— Start SUPPLIED TEXT —
Thus He presents Himself as the Good Shepherd, and His laying down His life for the sheep as its exercise and proof, in contrast with the hireling, whose own the sheep are not, seeing the wolf's approach, leaving the sheep, and fleeing; so that the wolf seizes and scatters them. Far from self He cares to the uttermost for the sheep, and repeats His gracious title (14), declaring their mutual knowledge according to the knowledge the Father had of Him and He of the Father, saying again, He lays down His life for the sheep. This introduces the Gentile sheep, who could not consistently with the divine ways be brought in, and form with the Jewish ones "one flock," till He died, rose, and ascended to heaven. Here however the Lord, though revealing and reiterating His devotedness in dying for His sheep, speaks with the authority of His person according to divine counsels. Nor is there a passage in scripture which more definitely claims the "one flock" for dependence on Himself, or which excludes more peremptorily the pretensions of men to appropriate this place of His, the only competent and worthy One, the centre of all.
— End SUPPLIED TEXT —
— Start DATA LISTING —
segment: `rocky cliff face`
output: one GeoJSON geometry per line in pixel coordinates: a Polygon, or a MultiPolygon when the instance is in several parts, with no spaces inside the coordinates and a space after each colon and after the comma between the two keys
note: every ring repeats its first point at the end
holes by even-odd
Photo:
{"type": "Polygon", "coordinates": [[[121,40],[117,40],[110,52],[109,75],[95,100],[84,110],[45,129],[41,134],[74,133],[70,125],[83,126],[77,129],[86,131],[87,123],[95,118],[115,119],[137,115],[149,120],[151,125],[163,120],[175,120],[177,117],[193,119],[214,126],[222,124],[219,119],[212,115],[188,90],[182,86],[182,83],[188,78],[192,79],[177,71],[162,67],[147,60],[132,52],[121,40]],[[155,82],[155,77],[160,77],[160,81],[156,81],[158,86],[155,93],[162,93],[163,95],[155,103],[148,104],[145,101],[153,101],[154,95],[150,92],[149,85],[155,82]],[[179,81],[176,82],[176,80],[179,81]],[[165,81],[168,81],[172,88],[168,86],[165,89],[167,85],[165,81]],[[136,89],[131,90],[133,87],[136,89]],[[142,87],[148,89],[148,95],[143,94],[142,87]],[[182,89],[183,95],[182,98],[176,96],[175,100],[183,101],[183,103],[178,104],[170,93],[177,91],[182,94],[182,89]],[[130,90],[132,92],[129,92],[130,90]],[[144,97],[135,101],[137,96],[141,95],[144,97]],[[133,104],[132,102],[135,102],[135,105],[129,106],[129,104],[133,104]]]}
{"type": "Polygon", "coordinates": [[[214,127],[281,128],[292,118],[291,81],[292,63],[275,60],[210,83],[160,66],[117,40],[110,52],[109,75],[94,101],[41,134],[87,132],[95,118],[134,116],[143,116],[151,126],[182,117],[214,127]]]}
— End DATA LISTING —
Continue the commentary on the Good Shepherd, starting after its final sentence.

EXPECTED ANSWER
Not for a moment is it overlooked that, in restoring Peter from his distressing fall, He made its completeness evident before chosen witnesses by charging him to feed His lambs, to shepherd or tend and feed the sheep. Nor again does one forget that the ascended Christ gave gifts to men, not apostles and prophets only as the foundation (Eph. 2, Eph. 4), but evangelists, and shepherds and teachers, for the perfecting of the saints, etc., till we all arrive at the unity of the faith and of the knowledge of the Son of God. But He has in no way abnegated His own relations because He gives and sustains subordinates, each in his place to serve and do His will as laid down in His word. Nor is any notion less worthy than to relegate the "one flock, one Shepherd" only to the future and heaven. It is here that we need to recognise both, as He recognises them. It is now that the enemy subtily and persistently and everywhere tempts the saints to give up the truth of the relationship as a present fact, and the responsibility it involves on us to walk faithfully in accordance. It is revealed to act on our faith and practice as we are on the earth. In heaven by-and-by there will be no question, for that which is perfect will have come.

In John 11:51-52 is the next reference. Here it is the comment of the Holy Spirit on the words of Caiaphas to the Jewish council, not in parabolic form like our Lord's in John 10, but in terms void of figure. "Now this he said not of himself (ἀφ᾽ ἑαυτοῦ); but being high priest that year, he prophesied that Jesus should die for the nation, and not for the nation only, but that he should also gather together in one the children of God that were scattered abroad."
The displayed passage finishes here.